Records to process start

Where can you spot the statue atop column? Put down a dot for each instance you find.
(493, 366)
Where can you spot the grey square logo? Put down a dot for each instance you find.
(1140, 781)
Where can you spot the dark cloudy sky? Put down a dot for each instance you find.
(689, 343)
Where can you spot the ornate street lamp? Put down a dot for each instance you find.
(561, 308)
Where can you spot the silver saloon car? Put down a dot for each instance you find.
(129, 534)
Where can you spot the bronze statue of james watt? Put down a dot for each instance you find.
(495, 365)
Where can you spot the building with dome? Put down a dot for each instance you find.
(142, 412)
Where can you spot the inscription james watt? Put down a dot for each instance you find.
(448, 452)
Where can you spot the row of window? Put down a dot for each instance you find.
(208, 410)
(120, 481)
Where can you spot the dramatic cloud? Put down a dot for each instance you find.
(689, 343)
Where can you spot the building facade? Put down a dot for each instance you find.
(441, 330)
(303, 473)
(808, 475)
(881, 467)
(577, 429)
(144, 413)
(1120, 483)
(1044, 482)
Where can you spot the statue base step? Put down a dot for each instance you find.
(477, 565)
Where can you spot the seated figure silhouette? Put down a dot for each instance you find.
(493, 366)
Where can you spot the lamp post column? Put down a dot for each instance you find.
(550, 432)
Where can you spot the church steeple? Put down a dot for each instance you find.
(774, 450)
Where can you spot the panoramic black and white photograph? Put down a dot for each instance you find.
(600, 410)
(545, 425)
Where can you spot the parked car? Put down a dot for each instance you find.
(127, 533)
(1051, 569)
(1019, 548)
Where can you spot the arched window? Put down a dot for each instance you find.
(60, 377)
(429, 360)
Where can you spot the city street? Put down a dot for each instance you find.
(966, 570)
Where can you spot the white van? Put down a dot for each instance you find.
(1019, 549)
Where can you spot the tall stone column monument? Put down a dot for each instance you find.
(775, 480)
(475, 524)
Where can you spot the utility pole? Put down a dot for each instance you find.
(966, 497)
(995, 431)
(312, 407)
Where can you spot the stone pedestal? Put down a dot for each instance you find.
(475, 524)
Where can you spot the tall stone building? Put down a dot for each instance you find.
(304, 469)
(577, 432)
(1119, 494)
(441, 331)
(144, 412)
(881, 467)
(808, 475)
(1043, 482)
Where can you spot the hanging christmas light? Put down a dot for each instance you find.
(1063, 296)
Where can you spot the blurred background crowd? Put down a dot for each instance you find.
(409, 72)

Records to process end
Records to process start

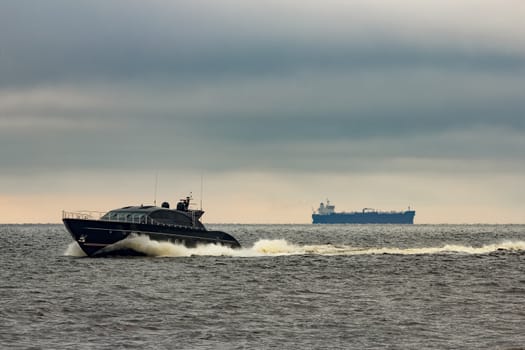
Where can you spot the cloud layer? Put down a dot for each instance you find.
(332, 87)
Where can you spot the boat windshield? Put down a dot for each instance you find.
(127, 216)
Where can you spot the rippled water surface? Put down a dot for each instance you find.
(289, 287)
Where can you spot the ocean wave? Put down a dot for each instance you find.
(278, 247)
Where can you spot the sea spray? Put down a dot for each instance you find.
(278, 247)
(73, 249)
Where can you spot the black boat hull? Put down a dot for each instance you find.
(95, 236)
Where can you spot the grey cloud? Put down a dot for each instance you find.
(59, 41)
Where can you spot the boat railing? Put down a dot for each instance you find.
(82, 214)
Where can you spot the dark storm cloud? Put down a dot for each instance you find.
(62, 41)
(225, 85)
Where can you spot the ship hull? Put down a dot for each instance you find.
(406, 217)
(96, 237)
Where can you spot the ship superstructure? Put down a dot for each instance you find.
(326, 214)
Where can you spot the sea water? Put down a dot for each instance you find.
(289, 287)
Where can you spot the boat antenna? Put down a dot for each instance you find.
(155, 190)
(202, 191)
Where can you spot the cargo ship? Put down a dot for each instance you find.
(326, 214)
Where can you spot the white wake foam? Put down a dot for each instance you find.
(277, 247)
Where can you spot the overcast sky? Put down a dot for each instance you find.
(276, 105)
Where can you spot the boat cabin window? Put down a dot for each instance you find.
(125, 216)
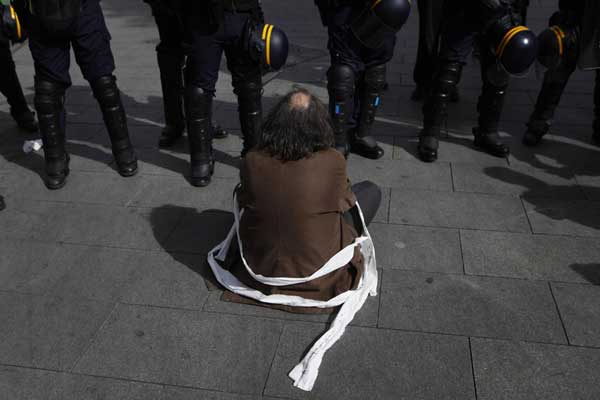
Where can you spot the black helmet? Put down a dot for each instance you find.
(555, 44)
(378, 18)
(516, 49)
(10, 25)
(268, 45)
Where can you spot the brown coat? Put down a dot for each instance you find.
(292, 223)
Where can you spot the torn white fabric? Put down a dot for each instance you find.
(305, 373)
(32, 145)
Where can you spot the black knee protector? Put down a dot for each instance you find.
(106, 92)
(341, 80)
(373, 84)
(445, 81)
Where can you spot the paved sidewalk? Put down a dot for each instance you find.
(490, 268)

Records to process end

*Aim:* Identify every line in the rows above that contains the word "dark", and copy each of those lines. Case matters.

*Output for this exercise:*
Where can you spot the dark cloudy sky? Put down a dot for each instance you find.
Where can you spot the dark storm cloud? Put down a dot for each instance you find.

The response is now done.